Textausschnitt:
Für Geist ist kein Platz: Jeder ist zu 100 % in den Kreislauf von Produktion und Konsumption eingegliedert. Aber obwohl es keinen Geist gibt, findet man in Amerika weit mehr leichtfüßigen, souveränen Intellekt: bessere Buchhandlungen und kultiviertere intellektuelle Journale.
Die Rückkehr von PiL ist in New York das Ereignis der Saison, für mich nur eines unter vielen, solange ich dort war. Zurück in der BRD, mit dem professionellen Blick des Musikschreibers belastet, beginnt das wilde Konzert im Broadway-Tanzpalast „Roseland“ wieder zu wachsen.
Von deinen ersten Schritten auf amerikanischem Boden an lernst du die unermeßliche Bedeutung kennen, die dort Türsteher und Demarkationslinien haben. Überall sind Menschenströme, und überall sind Linien und Grenzen, die sie daran hindern, über die Ufer zu treten. Und überall sind Offizielle, die den Menschenstrom dirigieren. Gelbe Linien hindern dich im Museum, zu nahe an die Bilder zu treten, gelbe Linien zeigen an, wie nahe du an die Subway-Gleise treten darfst, Polizisten und Linien dirigieren dich zu deinem Bankschalter, duchschnittlich fünf bis zehn Leute sorgen für die Kanalisierung von Besucherströmen bei Konzerten (Rausschmeißer nicht mitgerechnet). Einer teilt den Strom in Besucher mit Karten, solche die sich noch eine Karte kaufen wollen und solche, die vorgeben, auf der Gästeliste zu stehen. Drei weitere Leute prüfen die Berechtigung des jeweiligen Ansinnens, fünf dirigieren einen in den richtigen Teil des Saals. Im Restaurant weist dich ein Maitre D’ an deinen Platz, und am allerwichtigsten sind die ungeschriebenen Grenzen zwischen erlaubten und verbotenen Stadtvierteln: die Avenue A etwa, die den noch halbwegs sicheren Teil des East Village von der Drogen/Mörder-Gegend trennt (obwohl Makler und Kapitalisten im Moment gerade die Gegend jenseits der Avenue A für Schickis und Künstler urbar machen und die Ärmsten der Armen, die da zur Zeit wohnen, buchstäblich in den Fluß drängen, mit Mietwucher und Sanierung) oder die 96. Straße, die die propere Upper East Side von (Spanish) Harlem trennt (und zwar so abrupt, daß es aussieht, als würde Schwabing an Istanbul grenzen). Es ist sehr spannend und genußvoll, an diesen Grenzen zu patroullieren oder sie zu überschreiten.

Bereitgestellte Daten:

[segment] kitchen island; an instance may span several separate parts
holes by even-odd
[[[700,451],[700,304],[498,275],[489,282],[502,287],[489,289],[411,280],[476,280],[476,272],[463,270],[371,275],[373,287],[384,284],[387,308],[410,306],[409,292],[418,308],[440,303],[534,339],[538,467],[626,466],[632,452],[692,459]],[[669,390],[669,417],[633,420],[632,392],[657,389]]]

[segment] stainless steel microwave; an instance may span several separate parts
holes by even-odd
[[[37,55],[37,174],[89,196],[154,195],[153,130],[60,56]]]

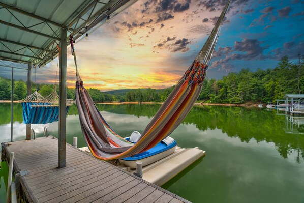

Übungsaufgabe: Schreiben Sie aus dem Textausschnitt über New York die Stelle von „Die Rückkehr von“ bis einschließlich „wieder zu wachsen.“ wortgetreu ab. Die Datensätze sind eigenständiges Material und gehören nicht zum Textausschnitt.

Lösung:
Die Rückkehr von PiL ist in New York das Ereignis der Saison, für mich nur eines unter vielen, solange ich dort war. Zurück in der BRD, mit dem professionellen Blick des Musikschreibers belastet, beginnt das wilde Konzert im Broadway-Tanzpalast „Roseland“ wieder zu wachsen.